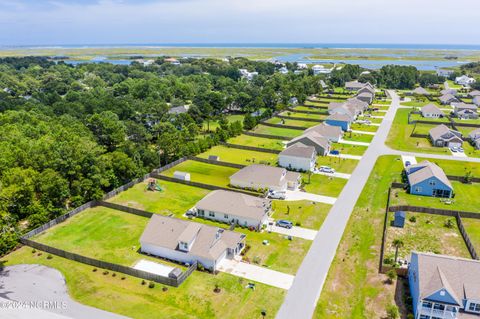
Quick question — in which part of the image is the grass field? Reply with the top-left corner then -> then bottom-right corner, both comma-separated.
252,125 -> 303,138
1,247 -> 285,319
302,173 -> 347,197
416,157 -> 480,176
160,160 -> 238,189
202,114 -> 245,132
384,212 -> 470,263
108,179 -> 209,216
330,143 -> 368,156
316,156 -> 359,174
279,111 -> 327,120
33,206 -> 181,268
197,145 -> 277,166
350,123 -> 379,132
391,181 -> 480,213
342,132 -> 374,143
462,219 -> 480,255
272,200 -> 331,230
315,155 -> 404,319
292,106 -> 329,113
264,117 -> 317,128
228,134 -> 286,150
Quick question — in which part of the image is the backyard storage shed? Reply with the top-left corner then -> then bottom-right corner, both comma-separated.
208,155 -> 220,161
173,171 -> 191,181
393,211 -> 406,228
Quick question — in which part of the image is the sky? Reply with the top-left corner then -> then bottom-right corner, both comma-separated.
0,0 -> 479,46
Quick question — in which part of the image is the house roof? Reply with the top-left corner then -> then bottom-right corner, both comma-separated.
357,92 -> 374,99
413,252 -> 480,305
429,124 -> 462,142
473,96 -> 480,106
345,81 -> 367,90
304,123 -> 343,139
229,164 -> 300,188
168,105 -> 189,114
440,89 -> 457,95
195,190 -> 270,221
289,131 -> 330,151
327,113 -> 352,122
406,160 -> 452,189
469,128 -> 480,140
328,102 -> 345,111
140,215 -> 245,261
358,86 -> 375,95
346,98 -> 369,110
469,90 -> 480,98
413,87 -> 430,95
421,104 -> 444,115
279,142 -> 316,158
453,102 -> 478,111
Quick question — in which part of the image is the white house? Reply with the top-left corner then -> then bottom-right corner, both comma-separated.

========

▶ [WHAT YOU SHOULD DO]:
The answer must be the full listing, restated word for word, with no pictures in it.

▶ [ANSWER BOX]:
Quick question — in which part of the image is the grass field? Reply with the top-left corner then -> then bottom-right corner, both comma-separated.
252,125 -> 303,138
1,247 -> 285,319
302,173 -> 347,197
416,157 -> 480,176
160,160 -> 238,189
202,114 -> 245,132
384,212 -> 470,263
108,179 -> 209,216
330,143 -> 368,156
316,156 -> 359,174
279,111 -> 327,120
33,206 -> 181,268
197,145 -> 277,166
350,123 -> 379,132
391,181 -> 480,213
342,132 -> 374,143
462,219 -> 480,255
272,200 -> 331,230
315,155 -> 404,319
292,106 -> 329,113
264,117 -> 317,128
228,134 -> 286,150
Quick question — in which part of the image is the backyard storage shed? Reply with the top-left corner then -> then bottom-right corner, both comma-separated.
208,155 -> 220,161
173,171 -> 191,181
393,211 -> 406,228
Quick question — in which part of the image is the sky? Reply with the top-left corner then -> then bottom-right corner, both comma-separated.
0,0 -> 479,46
Quick question — in which part of the image is the house roof? Reply with the top-left corner then -> then bottom-right corner, both comma-separated.
357,92 -> 374,99
413,252 -> 480,305
429,124 -> 462,142
473,96 -> 480,106
345,81 -> 367,90
304,123 -> 343,139
229,164 -> 300,188
168,105 -> 189,114
440,89 -> 457,95
195,190 -> 270,221
289,131 -> 330,151
327,113 -> 352,122
406,160 -> 452,189
469,128 -> 480,140
328,102 -> 345,111
140,215 -> 245,261
358,86 -> 375,95
346,98 -> 369,110
469,90 -> 480,98
413,87 -> 430,95
421,104 -> 444,115
279,142 -> 316,158
453,102 -> 478,111
Quick question — in which part of the image is the white house? Reply with the top-left corner then -> then bottom-right corner, both comma-separated.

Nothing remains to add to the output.